* [本文]:
久光先生は東京医科歯科大を卒業後、大学院を経て、昭和大に助教授で赴任された。バリバリの“超エリート”だった。
何しろ初めて教えて戴いた先生が、その後何百人・何千人の先生の中でNo.1だったので、先生に対する“あこがれ”と共に、東京のドクター達の層の厚みを痛感した。
先生の治療は「人間ワザ」ではなかった。
目からうろこ・・どころか、その治療の完璧性に目玉が落ちるのではないかと思われる程であった。
その頃、昭和大技工部は“青島仁”という 日本でも有数のテクニシャンが技工室長として、久光先生とコンビを組んだ補綴物は、それは素晴らしいものであった。
ある日久光先生に急な出張が入り、どういうわけか医学部のさぞやえらいだろう理事さんの治療を私が受け持つことになった。
インレーを試適しようとしたら、全く取れなくなってしまった。
リムーバーで何回も取ろうとしてカンカンやっていると、その理事様にジロリと睨まれて、冷や汗がどっとふき出
してきた。名人の作るものは接着材なしでくっついてしまうものだと その時、悟った。

* [課題]:
1: 久光先生についての文章で、“ ”で囲まれている語句をすべて書き出してください。
2: 久光先生についての文章から、「目からうろこ・・どころか、そ」から「を私が受け持つことになった。」までを、その両方も含めて、一字も変えずに書き写してください。
3: 久光先生についての文章の続きを、最後の文のあとから書いてください。

* [データ]:

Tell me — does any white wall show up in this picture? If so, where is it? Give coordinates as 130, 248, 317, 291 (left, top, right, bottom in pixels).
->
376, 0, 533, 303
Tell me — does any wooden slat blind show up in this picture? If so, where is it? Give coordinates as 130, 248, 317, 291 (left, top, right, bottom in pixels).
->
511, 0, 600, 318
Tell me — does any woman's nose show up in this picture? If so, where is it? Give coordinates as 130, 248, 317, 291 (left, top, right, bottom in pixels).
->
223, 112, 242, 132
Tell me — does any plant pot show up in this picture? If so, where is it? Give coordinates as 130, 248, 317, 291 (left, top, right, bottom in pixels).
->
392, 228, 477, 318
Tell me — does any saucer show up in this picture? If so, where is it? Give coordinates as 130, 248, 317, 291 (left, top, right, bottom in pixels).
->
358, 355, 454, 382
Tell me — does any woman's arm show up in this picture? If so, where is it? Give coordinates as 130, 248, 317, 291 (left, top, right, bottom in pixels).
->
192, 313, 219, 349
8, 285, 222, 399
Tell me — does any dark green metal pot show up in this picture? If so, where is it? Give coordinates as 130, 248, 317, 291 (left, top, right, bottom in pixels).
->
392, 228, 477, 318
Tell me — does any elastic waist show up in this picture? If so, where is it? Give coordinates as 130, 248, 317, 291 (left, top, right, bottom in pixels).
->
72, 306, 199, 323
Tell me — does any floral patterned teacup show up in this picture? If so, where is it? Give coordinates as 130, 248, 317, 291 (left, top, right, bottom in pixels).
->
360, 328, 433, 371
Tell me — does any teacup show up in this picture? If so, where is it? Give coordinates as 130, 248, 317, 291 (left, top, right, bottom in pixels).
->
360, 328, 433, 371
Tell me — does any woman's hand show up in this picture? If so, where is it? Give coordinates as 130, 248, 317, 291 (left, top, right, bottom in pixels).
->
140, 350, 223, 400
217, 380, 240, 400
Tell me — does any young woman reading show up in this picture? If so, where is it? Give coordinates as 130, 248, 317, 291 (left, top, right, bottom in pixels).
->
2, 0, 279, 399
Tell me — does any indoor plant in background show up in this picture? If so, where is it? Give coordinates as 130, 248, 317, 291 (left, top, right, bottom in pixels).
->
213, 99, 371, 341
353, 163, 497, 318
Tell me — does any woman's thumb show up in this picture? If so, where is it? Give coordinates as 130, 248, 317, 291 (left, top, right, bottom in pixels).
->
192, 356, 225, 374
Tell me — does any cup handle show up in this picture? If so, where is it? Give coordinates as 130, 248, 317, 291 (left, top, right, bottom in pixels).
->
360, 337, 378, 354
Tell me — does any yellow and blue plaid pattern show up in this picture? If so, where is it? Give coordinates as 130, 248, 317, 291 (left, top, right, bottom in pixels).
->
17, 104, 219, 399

--

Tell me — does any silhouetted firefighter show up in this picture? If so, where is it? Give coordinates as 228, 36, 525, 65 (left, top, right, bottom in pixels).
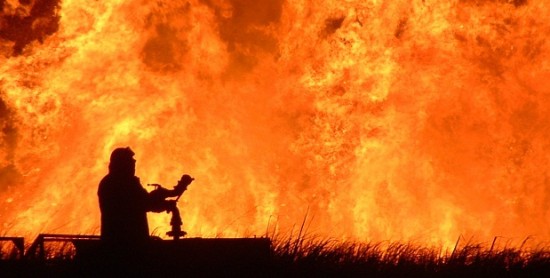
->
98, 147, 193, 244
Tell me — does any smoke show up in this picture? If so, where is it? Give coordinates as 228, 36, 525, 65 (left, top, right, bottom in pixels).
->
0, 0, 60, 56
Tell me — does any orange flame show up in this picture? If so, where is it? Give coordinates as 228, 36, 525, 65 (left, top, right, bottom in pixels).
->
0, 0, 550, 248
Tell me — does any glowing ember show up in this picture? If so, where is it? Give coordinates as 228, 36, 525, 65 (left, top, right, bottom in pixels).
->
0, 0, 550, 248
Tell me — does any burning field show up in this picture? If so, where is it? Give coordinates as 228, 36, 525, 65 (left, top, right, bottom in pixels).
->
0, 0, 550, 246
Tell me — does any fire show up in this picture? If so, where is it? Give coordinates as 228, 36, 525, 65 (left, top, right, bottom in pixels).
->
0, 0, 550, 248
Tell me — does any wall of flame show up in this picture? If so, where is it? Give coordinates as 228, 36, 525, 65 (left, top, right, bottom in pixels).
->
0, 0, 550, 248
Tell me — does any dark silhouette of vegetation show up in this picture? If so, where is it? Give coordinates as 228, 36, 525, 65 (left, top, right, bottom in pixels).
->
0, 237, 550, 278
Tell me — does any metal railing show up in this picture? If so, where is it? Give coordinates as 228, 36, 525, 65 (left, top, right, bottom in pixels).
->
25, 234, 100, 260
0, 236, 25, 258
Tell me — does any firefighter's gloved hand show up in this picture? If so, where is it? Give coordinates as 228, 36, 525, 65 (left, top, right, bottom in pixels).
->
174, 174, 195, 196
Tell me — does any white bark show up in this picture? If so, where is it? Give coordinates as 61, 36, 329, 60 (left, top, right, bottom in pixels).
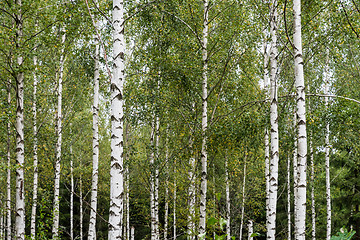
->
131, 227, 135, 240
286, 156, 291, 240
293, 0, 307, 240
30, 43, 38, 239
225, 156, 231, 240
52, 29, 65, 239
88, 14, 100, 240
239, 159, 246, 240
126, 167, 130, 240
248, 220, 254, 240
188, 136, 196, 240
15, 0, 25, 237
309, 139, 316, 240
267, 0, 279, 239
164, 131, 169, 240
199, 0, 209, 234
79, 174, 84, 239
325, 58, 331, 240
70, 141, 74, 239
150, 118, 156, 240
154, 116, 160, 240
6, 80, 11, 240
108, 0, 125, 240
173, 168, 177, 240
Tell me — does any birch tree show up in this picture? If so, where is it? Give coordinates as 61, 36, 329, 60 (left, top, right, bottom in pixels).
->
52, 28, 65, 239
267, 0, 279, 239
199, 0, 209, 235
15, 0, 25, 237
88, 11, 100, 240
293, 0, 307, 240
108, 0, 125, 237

* [解答]:
1: 超エリート、あこがれ、青島仁

2:
目からうろこ・・どころか、その治療の完璧性に目玉が落ちるのではないかと思われる程であった。
その頃、昭和大技工部は“青島仁”という 日本でも有数のテクニシャンが技工室長として、久光先生とコンビを組んだ補綴物は、それは素晴らしいものであった。
ある日久光先生に急な出張が入り、どういうわけか医学部のさぞやえらいだろう理事さんの治療を私が受け持つことになった。

3:
久光先生はプライベートでもずいぶんお世話になり、プライベートでは“仏の久光”であったが、臨床では“鬼の久光”であった。
いろいろこちらが尋ねても、臨床においてはあえて沈黙される時があったが、一言「社会人になったら臨床は“盗むもの”であって教わるものではない。自分も1回たりとしても手とり足とり教わったことはない」と一喝された。
当時はいろいろ反発する事があったが、今では「全く同感」と思う事が多い。
とにかく全くの生意気な若僧の私を、ようやく歯医者の一員となるように導いてくれた大恩人であると思っている。
ちなみに久光先生は現在、昭和大教授及び歯科人間ドック協会会長など、主に審美の面でいずれも大活躍されている“巨人”である。